La Séparation et les Églises
NOTRE ENQUÊTE
Nous avons reçu de M. E. de Védrines la lettre suivante en réponse aux questions que nous lui avions posées sur les projets de séparation dont la commission parlementaire est saisie :
Francescas (Lot-et-Garonne), 14 déc. 1904 -
Monsieur
Me voici bien en retard pour répondre aux
questions que le Siècle a bien voulu me poser au sujet des projets
de séparation des Églises et de l'État.
J'ai d'ailleurs pris connaissance avec le plus grand
intérêt des premiers résultats de votre enquête
; ils sont tels que je puis me considérer comme dispensé
d'examiner en détail les points successifs sur lesquels elle porte
et qui ont provoqué de la part de quelques notables personnalités
protestantes des observations auxquelles je souscris de grand cœur et auxquelles
il me serait difficile d'ajouter grand-chose d'intéressant.
D'ailleurs, le temps marche vite et les projets
de loi se transforment : voici le président du conseil et le rapporteur
de la commission qui paraissent en train de se mettre d'accord ; la nouvelle
rédaction de l'article constitue un progrès notable sur celle
qu'avait d'abord adoptée M. Combes ; elle parait sauvegarder le
droit d'association dans les limites des circonscriptions ecclésiastiques
actuellement existantes.
C'est quelque chose ; mais il est impossible de
ne pas reconnaître le bien fondé des réserves que votre
collaborateur ordinaire M. Raoul Allier a très judicieusement exprimées
ici même à propos des termes de cet article : pour l'avenir,
c'est une source de contestations probables, sinon certaines ; et pour
le présent, que signifie-t-il exactement en ce qui concerne, nous,
protestants réformés ?

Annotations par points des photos
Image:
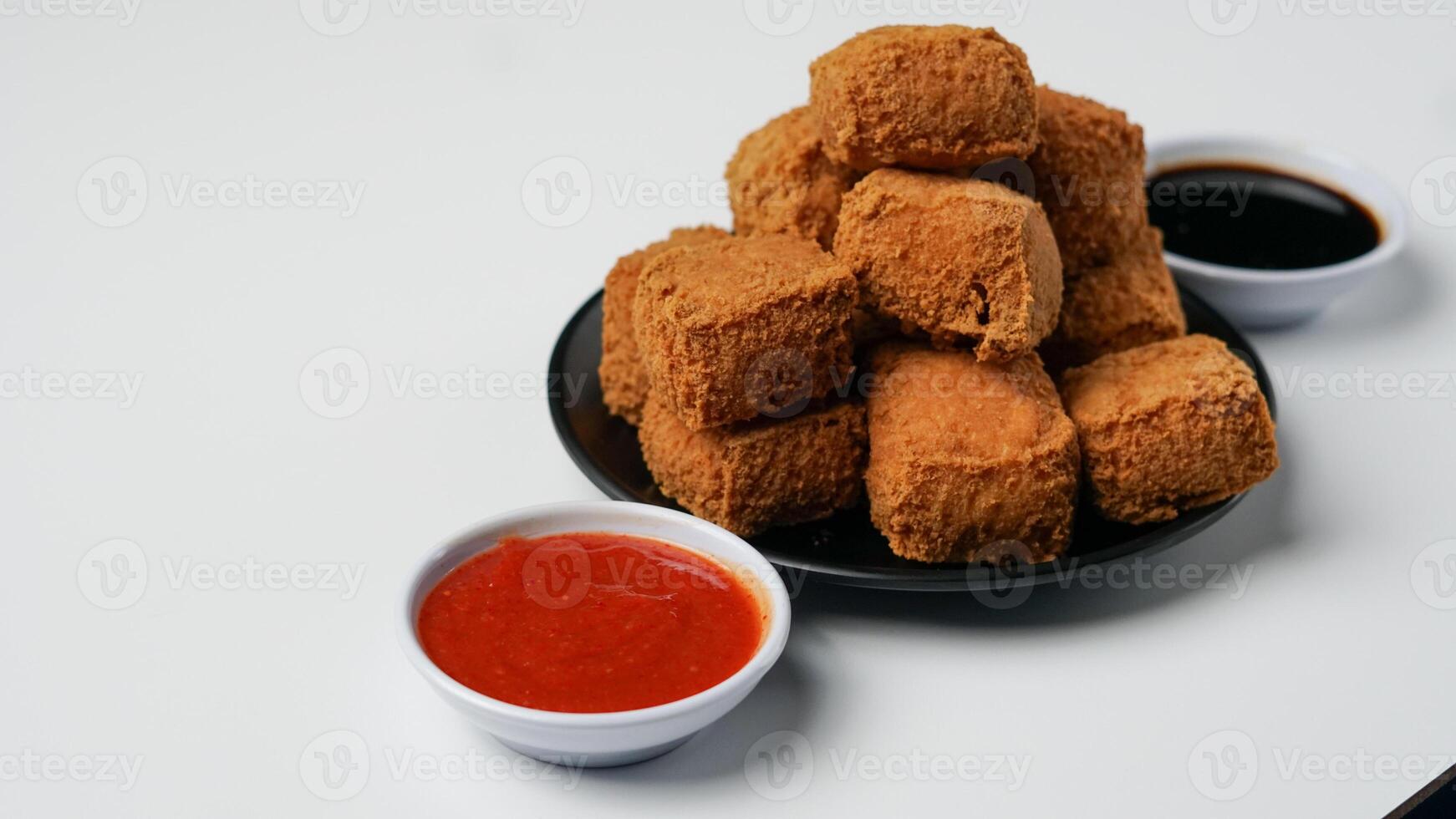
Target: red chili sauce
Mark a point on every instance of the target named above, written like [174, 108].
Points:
[590, 622]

**Consignes**
1. Les affirmations suivantes concordent-elles avec la lettre ? Pour chacune, répondez par oui ou par non et citez mot pour mot le passage de la lettre qui permet de trancher.
(a) La lettre est datée du 14 décembre 1904, à Francescas.
(b) L'auteur juge la nouvelle rédaction de l'article moins bonne que celle qu'avait d'abord adoptée M. Combes.
(c) M. Raoul Allier est présenté comme un collaborateur ordinaire du journal auquel l'auteur écrit.
2. Reproduisez à l'identique, dans la lettre, tout ce qui va de « J'ai d'ailleurs pris » jusqu'à « d'ajouter grand-chose d'intéressant. ».

**Réponses par consigne**
1.
(a) Oui : « Francescas (Lot-et-Garonne), 14 déc. 1904 ».
(b) Non : « la nouvelle rédaction de l'article constitue un progrès notable sur celle qu'avait d'abord adoptée M. Combes ».
(c) Oui : « votre collaborateur ordinaire M. Raoul Allier ».

2.
J'ai d'ailleurs pris connaissance avec le plus grand
intérêt des premiers résultats de votre enquête
; ils sont tels que je puis me considérer comme dispensé
d'examiner en détail les points successifs sur lesquels elle porte
et qui ont provoqué de la part de quelques notables personnalités
protestantes des observations auxquelles je souscris de grand cœur et auxquelles
il me serait difficile d'ajouter grand-chose d'intéressant.